**Instructions to follow:** Take the entries below and reproduce exactly the portion that begins at the line containing "Where can the river water" and ends at the line containing "Where can the rear side", keeping both ends, dropping pictures, and adding nothing else.

(Data entries)
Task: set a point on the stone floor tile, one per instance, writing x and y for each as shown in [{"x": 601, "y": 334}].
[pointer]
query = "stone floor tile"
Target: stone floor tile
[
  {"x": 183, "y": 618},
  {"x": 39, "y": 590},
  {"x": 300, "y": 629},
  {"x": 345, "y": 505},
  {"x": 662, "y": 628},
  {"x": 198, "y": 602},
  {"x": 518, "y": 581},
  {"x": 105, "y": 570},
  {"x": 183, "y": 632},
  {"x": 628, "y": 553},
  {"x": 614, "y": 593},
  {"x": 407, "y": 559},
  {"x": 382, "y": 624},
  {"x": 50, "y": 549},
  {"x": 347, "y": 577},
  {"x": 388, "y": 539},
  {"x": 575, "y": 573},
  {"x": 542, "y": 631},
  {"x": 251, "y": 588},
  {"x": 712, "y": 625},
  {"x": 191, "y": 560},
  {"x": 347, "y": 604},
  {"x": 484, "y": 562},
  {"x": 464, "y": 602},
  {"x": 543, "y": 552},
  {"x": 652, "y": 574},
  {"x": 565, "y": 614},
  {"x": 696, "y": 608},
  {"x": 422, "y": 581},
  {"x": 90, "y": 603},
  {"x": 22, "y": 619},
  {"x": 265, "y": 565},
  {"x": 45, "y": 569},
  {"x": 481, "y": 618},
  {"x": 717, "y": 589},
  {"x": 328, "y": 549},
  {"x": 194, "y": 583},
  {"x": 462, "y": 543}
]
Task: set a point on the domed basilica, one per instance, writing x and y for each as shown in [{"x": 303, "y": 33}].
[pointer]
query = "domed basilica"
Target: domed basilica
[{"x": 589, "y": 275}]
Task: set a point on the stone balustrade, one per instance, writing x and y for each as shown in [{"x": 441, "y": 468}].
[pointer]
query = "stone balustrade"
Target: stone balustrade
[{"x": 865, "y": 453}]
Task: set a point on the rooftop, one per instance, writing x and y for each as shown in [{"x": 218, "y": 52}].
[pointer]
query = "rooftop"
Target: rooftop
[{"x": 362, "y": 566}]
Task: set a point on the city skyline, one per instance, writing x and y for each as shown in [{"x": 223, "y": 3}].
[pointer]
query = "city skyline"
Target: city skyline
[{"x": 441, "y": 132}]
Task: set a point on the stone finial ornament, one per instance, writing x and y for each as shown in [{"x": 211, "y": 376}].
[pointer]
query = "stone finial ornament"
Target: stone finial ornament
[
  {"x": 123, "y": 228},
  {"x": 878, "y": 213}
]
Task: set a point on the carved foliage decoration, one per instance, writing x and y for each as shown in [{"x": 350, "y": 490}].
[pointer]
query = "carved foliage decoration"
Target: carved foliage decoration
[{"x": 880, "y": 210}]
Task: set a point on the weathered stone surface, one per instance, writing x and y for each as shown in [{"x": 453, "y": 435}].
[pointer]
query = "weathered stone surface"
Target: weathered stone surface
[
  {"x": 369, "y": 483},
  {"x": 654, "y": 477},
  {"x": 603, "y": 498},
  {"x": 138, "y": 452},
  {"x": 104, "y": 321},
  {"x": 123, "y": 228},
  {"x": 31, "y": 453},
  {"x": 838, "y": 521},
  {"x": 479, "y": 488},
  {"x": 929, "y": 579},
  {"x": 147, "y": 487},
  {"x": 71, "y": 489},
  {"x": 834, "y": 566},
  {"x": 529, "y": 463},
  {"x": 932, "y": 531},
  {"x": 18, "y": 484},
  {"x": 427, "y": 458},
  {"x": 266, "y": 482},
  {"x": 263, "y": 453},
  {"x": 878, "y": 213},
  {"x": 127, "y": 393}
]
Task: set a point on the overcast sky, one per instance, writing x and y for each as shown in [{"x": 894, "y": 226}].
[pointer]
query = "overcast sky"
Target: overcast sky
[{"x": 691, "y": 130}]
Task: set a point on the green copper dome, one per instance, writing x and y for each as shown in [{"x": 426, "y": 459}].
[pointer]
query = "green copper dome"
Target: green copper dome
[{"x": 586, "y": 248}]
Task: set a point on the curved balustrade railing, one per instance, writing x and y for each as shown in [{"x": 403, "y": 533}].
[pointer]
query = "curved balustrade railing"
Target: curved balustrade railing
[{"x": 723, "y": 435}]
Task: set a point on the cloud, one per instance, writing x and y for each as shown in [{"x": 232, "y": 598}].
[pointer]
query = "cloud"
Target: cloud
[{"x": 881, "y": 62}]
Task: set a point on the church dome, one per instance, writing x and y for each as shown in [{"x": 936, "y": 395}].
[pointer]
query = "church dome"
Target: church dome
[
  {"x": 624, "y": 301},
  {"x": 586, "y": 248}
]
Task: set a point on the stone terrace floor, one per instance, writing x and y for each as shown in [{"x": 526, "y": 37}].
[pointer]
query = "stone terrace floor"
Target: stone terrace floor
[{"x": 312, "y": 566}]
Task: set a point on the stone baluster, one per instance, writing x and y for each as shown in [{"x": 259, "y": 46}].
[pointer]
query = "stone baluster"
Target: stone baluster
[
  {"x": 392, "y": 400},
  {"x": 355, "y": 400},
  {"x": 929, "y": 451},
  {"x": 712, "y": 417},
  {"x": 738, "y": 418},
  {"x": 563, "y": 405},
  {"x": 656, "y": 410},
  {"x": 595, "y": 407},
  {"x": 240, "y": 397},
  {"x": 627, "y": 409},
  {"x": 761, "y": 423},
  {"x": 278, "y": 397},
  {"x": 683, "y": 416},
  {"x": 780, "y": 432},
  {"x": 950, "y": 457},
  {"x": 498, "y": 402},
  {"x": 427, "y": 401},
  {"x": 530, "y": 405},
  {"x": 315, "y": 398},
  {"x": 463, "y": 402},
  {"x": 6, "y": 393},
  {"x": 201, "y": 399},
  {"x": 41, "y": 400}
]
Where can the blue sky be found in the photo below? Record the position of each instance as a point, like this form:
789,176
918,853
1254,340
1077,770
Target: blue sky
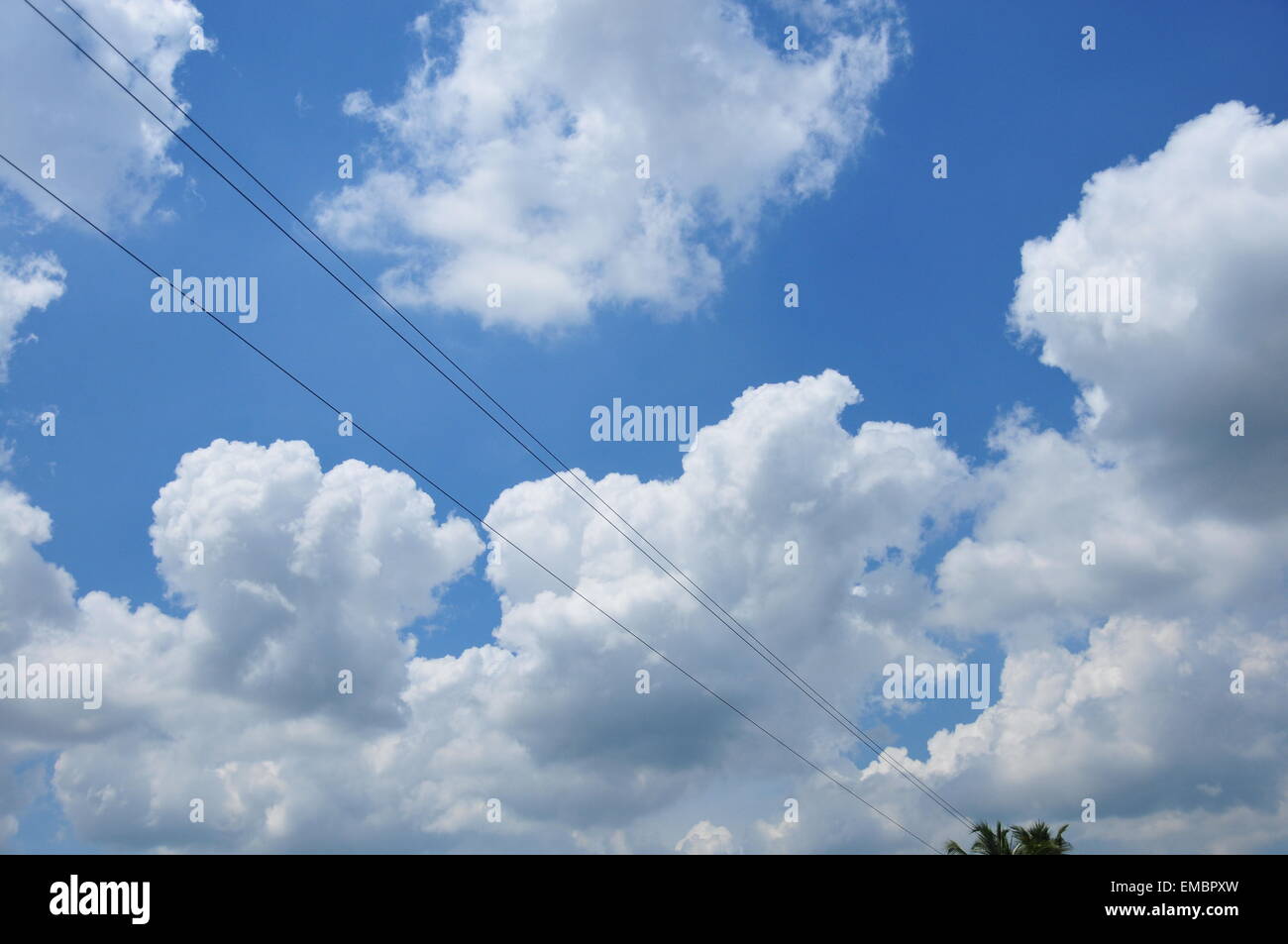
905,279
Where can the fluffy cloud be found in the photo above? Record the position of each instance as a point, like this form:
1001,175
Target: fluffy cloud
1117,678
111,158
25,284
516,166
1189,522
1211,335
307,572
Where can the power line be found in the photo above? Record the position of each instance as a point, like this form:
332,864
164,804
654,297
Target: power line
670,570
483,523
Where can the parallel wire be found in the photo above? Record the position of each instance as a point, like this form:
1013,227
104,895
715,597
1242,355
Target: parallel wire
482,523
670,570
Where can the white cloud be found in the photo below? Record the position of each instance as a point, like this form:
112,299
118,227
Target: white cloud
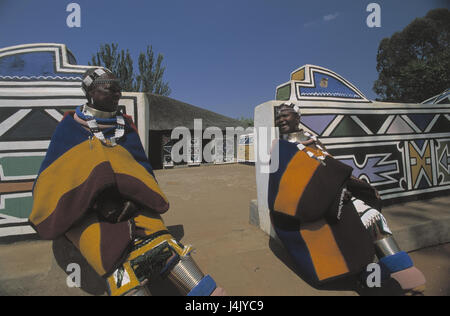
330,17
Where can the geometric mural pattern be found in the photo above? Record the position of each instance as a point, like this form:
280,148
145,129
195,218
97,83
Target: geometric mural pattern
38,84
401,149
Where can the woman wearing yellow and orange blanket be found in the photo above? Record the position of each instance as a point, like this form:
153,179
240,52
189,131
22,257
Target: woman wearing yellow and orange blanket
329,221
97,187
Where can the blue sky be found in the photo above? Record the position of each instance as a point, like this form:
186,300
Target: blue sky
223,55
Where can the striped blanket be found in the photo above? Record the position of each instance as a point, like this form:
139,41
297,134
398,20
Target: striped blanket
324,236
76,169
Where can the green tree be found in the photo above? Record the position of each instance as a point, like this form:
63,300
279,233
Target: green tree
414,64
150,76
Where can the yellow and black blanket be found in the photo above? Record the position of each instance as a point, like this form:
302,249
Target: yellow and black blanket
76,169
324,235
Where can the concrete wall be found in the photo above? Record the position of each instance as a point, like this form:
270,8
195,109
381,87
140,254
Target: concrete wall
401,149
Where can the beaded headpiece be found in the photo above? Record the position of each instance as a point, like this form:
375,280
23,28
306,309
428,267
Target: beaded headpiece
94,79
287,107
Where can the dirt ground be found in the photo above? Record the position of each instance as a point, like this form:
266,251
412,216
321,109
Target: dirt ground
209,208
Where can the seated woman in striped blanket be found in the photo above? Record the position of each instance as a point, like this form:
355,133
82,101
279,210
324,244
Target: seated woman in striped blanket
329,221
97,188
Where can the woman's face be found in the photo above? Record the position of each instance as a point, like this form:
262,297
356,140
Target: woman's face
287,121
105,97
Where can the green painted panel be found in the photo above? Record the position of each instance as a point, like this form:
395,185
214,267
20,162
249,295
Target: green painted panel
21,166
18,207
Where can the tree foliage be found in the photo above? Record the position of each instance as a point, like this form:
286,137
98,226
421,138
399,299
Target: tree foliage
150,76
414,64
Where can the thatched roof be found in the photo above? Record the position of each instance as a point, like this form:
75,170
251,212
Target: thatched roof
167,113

---

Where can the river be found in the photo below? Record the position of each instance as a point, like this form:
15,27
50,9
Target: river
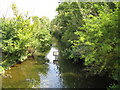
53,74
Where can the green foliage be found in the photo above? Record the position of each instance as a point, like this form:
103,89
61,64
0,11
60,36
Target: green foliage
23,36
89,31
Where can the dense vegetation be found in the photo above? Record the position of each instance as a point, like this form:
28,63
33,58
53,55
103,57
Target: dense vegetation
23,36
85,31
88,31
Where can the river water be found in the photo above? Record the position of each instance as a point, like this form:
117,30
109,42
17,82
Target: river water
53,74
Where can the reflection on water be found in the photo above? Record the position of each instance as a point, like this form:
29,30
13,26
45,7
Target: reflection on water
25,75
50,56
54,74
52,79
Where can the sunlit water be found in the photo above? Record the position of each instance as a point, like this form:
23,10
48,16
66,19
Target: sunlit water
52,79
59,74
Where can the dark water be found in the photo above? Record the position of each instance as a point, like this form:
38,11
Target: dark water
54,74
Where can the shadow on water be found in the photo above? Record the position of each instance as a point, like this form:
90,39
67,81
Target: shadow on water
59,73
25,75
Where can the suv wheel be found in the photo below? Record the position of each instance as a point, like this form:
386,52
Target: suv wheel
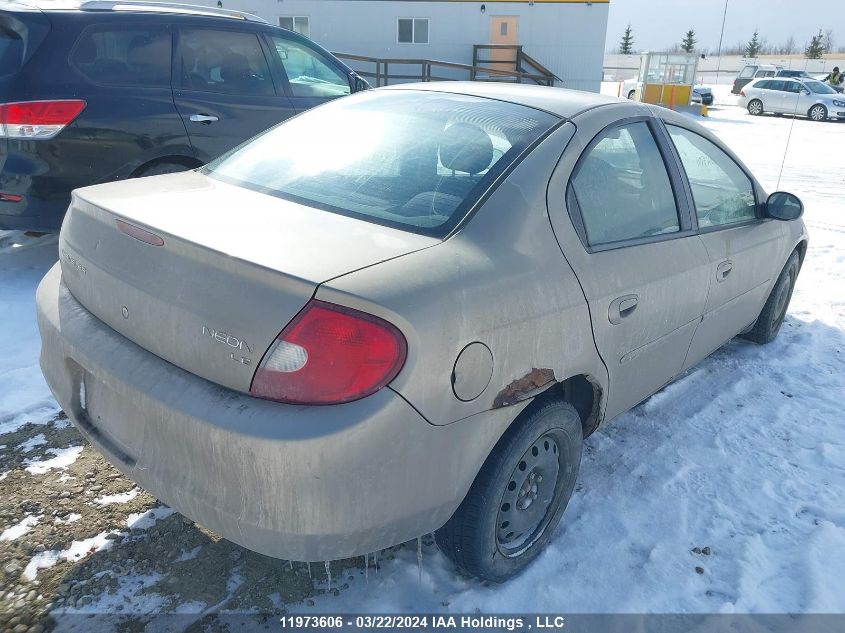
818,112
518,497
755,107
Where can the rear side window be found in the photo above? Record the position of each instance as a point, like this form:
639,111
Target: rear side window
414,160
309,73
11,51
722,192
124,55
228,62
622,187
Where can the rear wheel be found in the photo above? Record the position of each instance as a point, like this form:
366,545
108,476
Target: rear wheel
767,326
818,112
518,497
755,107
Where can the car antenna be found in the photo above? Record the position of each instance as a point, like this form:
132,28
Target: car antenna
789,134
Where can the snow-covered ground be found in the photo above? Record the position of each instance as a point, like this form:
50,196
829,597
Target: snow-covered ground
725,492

**Written solution:**
Where can the river water be found in the photo above? Record the position of each instance as a point, like this form:
117,30
109,42
17,82
Target: river water
53,74
Where can the reflection on water be found in the photo above? Record the position of each instance as a point, like this form:
29,30
13,26
45,7
Target: reflection on water
25,75
50,56
54,74
52,79
Where can the sunlit water be found in the photo above? Record the position of each instance as a point, like this form:
23,10
48,16
66,19
Target: sunlit water
52,79
59,74
Where can the dark water be found in the photo above? Record the position of each instance as a point, like this form:
38,11
Target: dark water
54,74
Where can the shadow on water be found in the photo above? Record the position of each instance as a point, like this form:
90,39
67,81
Target: shadow on water
59,73
25,75
Where can the suv wheel be found in the photo below? Record the position of each instance as a point, like this form:
386,52
Target: suv wheel
818,112
518,497
755,107
Where can the rear side window be found in the photo above? Record the position of each instance as a point, like this form:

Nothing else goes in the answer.